Örsan K. Öymen

Saadet Partisi ve İslam

10 Haziran 2019 Pazartesi

Cumhuriyet Halk Partisi’nin ve İYİ Parti’nin ortak adayı Ekrem İmamoğlu’nun 31 Mart belediye seçimlerinde İstanbul’u kazanmasına rağmen, mazbatasının AKP’nin ve MHP’nin baskısıyla Yüksek Seçim Kurulu tarafından hukuka ve yasaya aykırı bir biçimde elinden alınıp gasp edilmesi sonrasında, AKP ve MHP, 23 Haziran’da yenilenecek olan seçimde, Halkların Demokratik Partisi ve Saadet Partisi tabanını etkilemek amacıyla çeşitli hokkabazlıklar içerisine girdi.
İktidarda kalmak dışında hiçbir siyasi ilkesi olmayan, koşullara ve zamana göre politikalarını değiştiren, iktidarda kalmak için her yolu geçerli gören ve çeşitli kurnazlıklarla vatandaşı kandırmayı siyaset sanan AKP-MHP ortaklığı, ilk iş olarak, terör örgütü PKK’nin lideri Abdullah Öcalan’ın avukatlarıyla görüşmesini sağlayarak, Öcalan’ın seçimlere yönelik bir mesaj vermesinin yolunu açtı.
Daha önce HDP’nin eski lideri Selahattin Demirtaş’ı ve HDP milletvekillerini hapishaneye gönderen, seçilmiş HDP’li belediye başkanlarını görevden alıp yerlerine kayyım atayan, terör örgütü PKK’ye karşı yürütülen operasyonlarda yüzlerce sivilin ölmesine veya yaralanmasına neden olan AKP-MHP ortaklığı, konu İstanbul’daki makamlar, mevkiler, koltuklar, ticari çıkarlar ve rant olunca, bir anda Kürt dostu olmaya karar verdi! Daha önce Saadet Partisi’ni vatana ihanet etmekle suçlayan AKP-MHP ortaklığı, ilkesizliği burada da sürdürerek, Saadet Partisi tabanına yönelik bir operasyonu da devreye soktu. AKP’nin ve MHP’nin ortak adayı Binali Yıldırım, Saadet Partisi tabanının kendisine oy vereceğini açıklarken, Saadet Partisi yöneticileri bunu kesin bir dille reddettiler.

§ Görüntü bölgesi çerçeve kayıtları
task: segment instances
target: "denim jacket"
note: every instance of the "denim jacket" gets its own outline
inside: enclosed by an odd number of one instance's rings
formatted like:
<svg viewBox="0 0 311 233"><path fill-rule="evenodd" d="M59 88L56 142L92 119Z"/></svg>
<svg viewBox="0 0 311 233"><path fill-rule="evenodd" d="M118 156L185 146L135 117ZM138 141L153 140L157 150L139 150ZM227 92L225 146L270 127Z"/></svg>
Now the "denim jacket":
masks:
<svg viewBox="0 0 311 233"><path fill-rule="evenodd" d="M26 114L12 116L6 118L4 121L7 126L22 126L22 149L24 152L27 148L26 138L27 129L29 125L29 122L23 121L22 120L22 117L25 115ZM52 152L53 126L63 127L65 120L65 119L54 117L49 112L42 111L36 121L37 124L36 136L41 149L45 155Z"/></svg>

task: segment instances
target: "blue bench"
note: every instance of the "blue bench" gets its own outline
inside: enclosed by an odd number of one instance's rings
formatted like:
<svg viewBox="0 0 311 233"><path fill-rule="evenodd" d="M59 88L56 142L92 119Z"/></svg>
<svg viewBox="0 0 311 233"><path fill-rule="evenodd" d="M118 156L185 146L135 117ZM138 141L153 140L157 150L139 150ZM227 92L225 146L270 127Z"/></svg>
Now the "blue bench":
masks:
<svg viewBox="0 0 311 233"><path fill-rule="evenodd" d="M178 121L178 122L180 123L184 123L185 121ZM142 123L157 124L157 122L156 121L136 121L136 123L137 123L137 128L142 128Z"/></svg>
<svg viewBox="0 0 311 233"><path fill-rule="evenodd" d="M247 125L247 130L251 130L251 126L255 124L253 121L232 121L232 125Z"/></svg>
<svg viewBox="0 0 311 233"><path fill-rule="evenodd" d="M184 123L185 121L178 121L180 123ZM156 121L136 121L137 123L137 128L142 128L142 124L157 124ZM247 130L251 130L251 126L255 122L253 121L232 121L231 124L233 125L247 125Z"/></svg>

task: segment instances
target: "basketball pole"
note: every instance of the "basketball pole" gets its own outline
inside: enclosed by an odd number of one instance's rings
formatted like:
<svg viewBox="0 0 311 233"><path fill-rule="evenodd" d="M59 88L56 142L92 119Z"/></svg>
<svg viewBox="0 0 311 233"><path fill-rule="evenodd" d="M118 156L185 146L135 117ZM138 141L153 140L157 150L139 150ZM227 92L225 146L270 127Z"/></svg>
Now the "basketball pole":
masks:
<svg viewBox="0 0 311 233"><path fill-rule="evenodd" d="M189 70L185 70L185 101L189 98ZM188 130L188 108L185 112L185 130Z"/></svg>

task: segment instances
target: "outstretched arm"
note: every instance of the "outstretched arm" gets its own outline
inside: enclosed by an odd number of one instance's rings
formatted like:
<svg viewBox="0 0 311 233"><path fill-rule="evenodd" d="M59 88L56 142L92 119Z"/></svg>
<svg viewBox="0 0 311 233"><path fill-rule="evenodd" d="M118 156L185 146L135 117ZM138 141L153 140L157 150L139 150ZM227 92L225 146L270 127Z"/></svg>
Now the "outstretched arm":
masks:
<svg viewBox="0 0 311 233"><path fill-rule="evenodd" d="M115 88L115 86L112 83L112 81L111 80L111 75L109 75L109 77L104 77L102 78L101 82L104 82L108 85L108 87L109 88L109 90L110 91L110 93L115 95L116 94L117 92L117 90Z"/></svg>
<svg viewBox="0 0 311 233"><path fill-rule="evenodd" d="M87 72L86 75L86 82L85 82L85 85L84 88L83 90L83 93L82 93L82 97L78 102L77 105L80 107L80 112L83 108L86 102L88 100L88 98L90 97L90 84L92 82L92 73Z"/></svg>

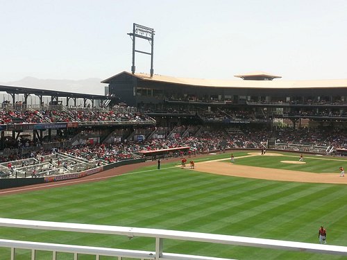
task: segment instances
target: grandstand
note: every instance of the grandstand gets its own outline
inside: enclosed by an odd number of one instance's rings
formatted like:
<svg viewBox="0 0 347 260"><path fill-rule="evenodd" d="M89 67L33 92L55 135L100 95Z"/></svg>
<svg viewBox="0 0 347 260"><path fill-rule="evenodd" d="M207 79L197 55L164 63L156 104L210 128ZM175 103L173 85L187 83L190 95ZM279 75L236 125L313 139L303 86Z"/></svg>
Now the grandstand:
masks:
<svg viewBox="0 0 347 260"><path fill-rule="evenodd" d="M1 86L12 100L0 112L0 178L83 172L177 156L180 148L185 155L264 145L346 153L347 80L285 81L260 72L236 77L243 80L122 72L103 81L108 96ZM29 105L31 94L51 102ZM69 103L78 98L83 107Z"/></svg>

§ Görev
Saadet Partisi ve İslam başlıklı köşe yazısını, son cümlesinden sonra sürdürünüz. Satırlar, köşe yazısından bağımsız ayrı bir malzemedir.

§ Alıştırma Cevabı
Saadet Partisi’nin siyasi ilkelerinin laiklik ilkesine uygun olup olmadığı tartışılabilir. Ancak şu kadarı da söylenebilir ki, Saadet Partisi, İslam dinine bağlılık konusunda, AKP’den ve MHP’den çok daha tutarlı ve samimi bir çizgiye sahiptir. AKP’nin ve onun lideri Recep Tayyip Erdoğan’ın İslam diniyle uzaktan yakından bir ilgisinin kalmadığı, AKP’deki İslam anlayışının tamamıyla şekilci ve yüzeysel olduğu, AKP’nin içinde İslam dininin özümsenmediği, Saadet Partisi yöneticileri ve tabanı tarafından gayet iyi bilinmektedir.
Saadet Partisi yöneticileri ve tabanı bu konuda tamamıyla haklıdır. Zira İslam dininin temel kitabı olan Kuran’da altı bini aşkın ayet bulunmaktadır ve bu ayetlerin çok azı oruç, namaz, içki içmemek, örtünmek gibi ritüellerle ilgilidir. Allah’ın evrendeki her şeyin yaratıcısı olduğu ve Muhammed’in Allah’ın yeryüzündeki elçisi olduğu düşüncesiyle birlikte Kuran’da en fazla işlenen konulardan bir tanesi de ahlaktır. Kuran’da öğütlenen ahlakın dışına çıkan bir kişinin Müslüman olması olanaklı değildir. Bir kişi istediği kadar namaz kılsın, oruç tutsun, içki içmesin, örtünsün, ahlaklı değilse, Müslüman olamaz. İslam özünde sadece ritüellerle ilgili değil, ahlakla da ilgili bir dindir.
Kuran’da ortaya konan ahlak anlayışına göre de, bir Müslümanın, ahlaklı olabilmesi için yalan söylememesi, iftira atmaması, hırsızlık yapmaması, paraya, mala, mülke düşkün olmaması, zulüm yapmaması, adil olması ve merhametli olması gerekmektedir. Bu değerler doğrultusunda yaşamayan birisinin Müslüman olması söz konusu olamaz. İslam dinini ve Müslümanlığı belli ritüellere indirgeyen ve İslam dininin ahlak boyutunu bir kenara atan kişinin Müslüman olması söz konusu olamaz.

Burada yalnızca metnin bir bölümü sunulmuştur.